Goal.
Provide an exact reproduction of every entry.

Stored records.
** start **

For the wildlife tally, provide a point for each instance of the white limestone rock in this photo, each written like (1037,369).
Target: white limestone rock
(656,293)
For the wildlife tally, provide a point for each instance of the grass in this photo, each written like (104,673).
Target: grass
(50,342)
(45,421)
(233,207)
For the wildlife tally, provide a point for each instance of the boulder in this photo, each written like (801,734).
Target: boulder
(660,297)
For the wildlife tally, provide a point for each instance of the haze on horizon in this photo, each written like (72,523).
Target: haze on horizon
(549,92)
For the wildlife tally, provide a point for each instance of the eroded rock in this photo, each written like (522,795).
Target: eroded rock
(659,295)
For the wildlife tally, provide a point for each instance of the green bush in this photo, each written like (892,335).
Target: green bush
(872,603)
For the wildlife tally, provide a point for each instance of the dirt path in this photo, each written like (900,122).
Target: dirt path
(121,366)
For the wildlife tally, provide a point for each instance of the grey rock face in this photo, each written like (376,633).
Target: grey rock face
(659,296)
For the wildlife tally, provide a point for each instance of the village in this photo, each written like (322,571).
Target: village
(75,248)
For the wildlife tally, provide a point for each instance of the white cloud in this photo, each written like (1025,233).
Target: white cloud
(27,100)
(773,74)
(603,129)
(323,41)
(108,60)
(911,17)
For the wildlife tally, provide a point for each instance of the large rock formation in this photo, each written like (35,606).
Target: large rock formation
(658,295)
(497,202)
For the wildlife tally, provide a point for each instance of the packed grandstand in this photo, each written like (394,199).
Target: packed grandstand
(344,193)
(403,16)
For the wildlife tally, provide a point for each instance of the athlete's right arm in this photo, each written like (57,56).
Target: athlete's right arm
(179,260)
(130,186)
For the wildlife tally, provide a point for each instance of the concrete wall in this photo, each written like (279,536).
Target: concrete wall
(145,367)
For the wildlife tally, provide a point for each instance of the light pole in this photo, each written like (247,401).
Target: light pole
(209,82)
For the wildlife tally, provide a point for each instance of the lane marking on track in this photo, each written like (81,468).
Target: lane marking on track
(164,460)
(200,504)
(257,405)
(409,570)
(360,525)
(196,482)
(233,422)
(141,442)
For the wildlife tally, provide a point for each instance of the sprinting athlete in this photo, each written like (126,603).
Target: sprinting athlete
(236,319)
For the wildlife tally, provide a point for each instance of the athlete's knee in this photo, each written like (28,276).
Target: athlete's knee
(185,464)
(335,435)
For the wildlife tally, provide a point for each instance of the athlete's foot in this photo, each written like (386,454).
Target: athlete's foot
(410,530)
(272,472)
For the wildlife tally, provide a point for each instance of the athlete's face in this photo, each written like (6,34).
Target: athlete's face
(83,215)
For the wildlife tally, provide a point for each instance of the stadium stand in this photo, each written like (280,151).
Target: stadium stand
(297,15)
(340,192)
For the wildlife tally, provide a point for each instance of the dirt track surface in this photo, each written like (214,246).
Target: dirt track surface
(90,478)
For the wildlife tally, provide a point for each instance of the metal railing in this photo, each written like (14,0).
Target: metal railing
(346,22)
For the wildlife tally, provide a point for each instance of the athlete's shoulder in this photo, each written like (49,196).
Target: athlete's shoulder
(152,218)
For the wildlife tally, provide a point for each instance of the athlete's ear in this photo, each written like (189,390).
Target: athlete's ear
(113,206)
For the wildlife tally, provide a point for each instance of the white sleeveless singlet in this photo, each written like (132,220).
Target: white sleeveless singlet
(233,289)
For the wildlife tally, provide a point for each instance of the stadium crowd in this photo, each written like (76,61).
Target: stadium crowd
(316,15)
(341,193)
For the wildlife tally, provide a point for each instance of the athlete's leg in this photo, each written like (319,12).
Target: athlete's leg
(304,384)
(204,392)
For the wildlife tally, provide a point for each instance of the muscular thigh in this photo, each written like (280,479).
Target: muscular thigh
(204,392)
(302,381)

** end **

Response below.
For the wildlife tally, provide a point for each instance of the white limestone rock in this photo, each written like (1037,369).
Target: white limestone rock
(656,293)
For the wildlife tally, provide a point for each instance of the grass in this photo, each written like (104,673).
Target: grass
(50,342)
(45,421)
(233,207)
For the wildlife tally, provide a point for each instance of the boulder in this photo, each written like (801,734).
Target: boulder
(660,297)
For the wildlife tally, provide a point for each instance of the haze on horizon in this photo, each written like (72,523).
Target: haze on horizon
(549,92)
For the wildlife tally, provide a point for each instance of the eroded rock in this photo, each written like (522,795).
Target: eroded rock
(659,295)
For the wildlife tally, provide a point for each instance of the green bush in this photo, each written like (892,335).
Target: green bush
(872,603)
For the wildlife tally, provide a point for each instance of the dirt path in this photo, each written like (900,122).
Target: dirt path
(121,366)
For the wildlife tally, provide a point for each instance of the grey rock face in this photo, each written like (376,633).
Target: grey rock face
(659,296)
For the wildlife tally, provide a point for each instance of the village in this photo, each written like (322,571).
Target: village
(75,248)
For the wildlife tally, provide a point for each instance of the white cloud in this photo, each written like (1025,233).
Target: white cloud
(27,100)
(773,74)
(603,129)
(323,41)
(108,60)
(911,17)
For the wildlife tally, provide a point for each instance of the large rock formation in this photo, each written like (35,606).
Target: large rock formation
(658,295)
(497,202)
For the wildlife tally, provide a point for each instance of the packed grandstand in this photo, each written like (394,199).
Target: packed grandstand
(344,193)
(403,16)
For the wildlife tally, provide a point for each instance of the athlete's right arm in this photo, each written like (57,56).
Target: athlete's right arm
(179,260)
(130,186)
For the wildlife tally, provide a point for each instance of the concrete wall in this photo, each written like (279,536).
Target: concrete wall
(145,367)
For the wildlife tally, provide a point for each instance of the light pole in this photo, each written like (247,401).
Target: light pole
(209,82)
For the wildlife tally, provide a point for each instance of the lane marking on track in this photo, each written like (81,468).
Target: lane marking on track
(164,460)
(200,504)
(257,405)
(409,570)
(360,525)
(196,482)
(233,422)
(141,442)
For the wildlife tally, provide a point for each instance of the sprinting athlete in this photo, each written like (126,603).
Target: sprinting athlete
(236,319)
For the wildlife tally, provide a point for each instance of the athlete's knee in this photo, each written like (28,276).
Target: athlete's knee
(185,464)
(335,435)
For the wildlife tally, provide a point for each instance of the athlete's foot in this photo, each written like (386,454).
Target: athlete's foot
(410,530)
(272,472)
For the wildlife tally, provide a point for each instance of the athlete's face in this photo, each written like (6,34).
Target: athlete's face
(83,215)
For the wildlife tally, provide a point for each instance of the stadium stand in this photo, each written like (280,151).
Target: stadium stand
(297,15)
(340,192)
For the wildlife tally, provide a point for each instance of the dirt track surface in this photo, each written like (214,246).
Target: dirt track surface
(90,478)
For the wildlife tally, provide a point for each instance of the metal railing in this photo, each written like (14,0).
Target: metal railing
(346,22)
For the wildlife tally, provide a point for each instance of the athlete's shoulder in this photo, each written like (49,196).
Target: athlete's shoulder
(152,218)
For the wildlife tally, provide a point for each instance of the athlete's ear in this photo, each written like (189,390).
Target: athlete's ear
(113,206)
For the wildlife tally, provide a point for each instance of the white sleeveless singlet in this photo, each written like (132,220).
Target: white sleeveless singlet
(233,289)
For the wildlife tally, provide a point for each instance of the stadium crowd in this photo, each written like (76,61).
Target: stadium crowd
(316,15)
(341,193)
For the wildlife tally, provide a point for each instance of the athlete's leg in this photo, each written like (319,12).
Target: athlete's leg
(304,384)
(204,392)
For the wildlife tally, provide a point for each instance of the muscular thigh in this photo, each written like (280,479).
Target: muscular thigh
(204,392)
(302,381)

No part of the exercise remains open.